Records for the exercise
------------------------------
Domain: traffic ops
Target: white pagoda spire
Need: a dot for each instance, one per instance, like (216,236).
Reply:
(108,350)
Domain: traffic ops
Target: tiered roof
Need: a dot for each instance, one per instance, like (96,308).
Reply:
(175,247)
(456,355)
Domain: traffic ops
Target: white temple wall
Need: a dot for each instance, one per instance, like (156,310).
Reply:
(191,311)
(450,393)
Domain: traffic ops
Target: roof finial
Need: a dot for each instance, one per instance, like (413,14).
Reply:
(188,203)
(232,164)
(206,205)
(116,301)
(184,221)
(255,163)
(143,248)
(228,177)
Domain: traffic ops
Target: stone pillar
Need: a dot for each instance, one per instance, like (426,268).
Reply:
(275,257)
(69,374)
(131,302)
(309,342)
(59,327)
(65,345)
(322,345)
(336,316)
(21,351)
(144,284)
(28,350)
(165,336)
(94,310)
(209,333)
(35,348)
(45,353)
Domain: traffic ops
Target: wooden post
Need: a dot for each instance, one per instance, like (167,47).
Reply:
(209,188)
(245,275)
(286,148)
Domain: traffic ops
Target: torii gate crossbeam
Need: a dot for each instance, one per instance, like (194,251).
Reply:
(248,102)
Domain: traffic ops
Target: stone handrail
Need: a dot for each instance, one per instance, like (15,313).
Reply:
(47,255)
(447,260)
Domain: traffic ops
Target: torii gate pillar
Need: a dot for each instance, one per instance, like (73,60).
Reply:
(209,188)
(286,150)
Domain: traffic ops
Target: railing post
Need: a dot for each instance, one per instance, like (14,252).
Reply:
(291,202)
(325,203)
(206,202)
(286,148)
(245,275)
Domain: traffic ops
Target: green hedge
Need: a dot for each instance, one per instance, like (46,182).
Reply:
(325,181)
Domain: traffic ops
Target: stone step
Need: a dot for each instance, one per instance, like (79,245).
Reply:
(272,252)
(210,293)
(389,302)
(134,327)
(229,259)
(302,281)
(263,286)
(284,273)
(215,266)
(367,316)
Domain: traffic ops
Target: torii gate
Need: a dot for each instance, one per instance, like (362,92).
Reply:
------------------------------
Given problem
Extract every line of the material above that contains the word "white", listing those lines in the order in which they occur.

Reply
Target: white pagoda spire
Target: white temple wall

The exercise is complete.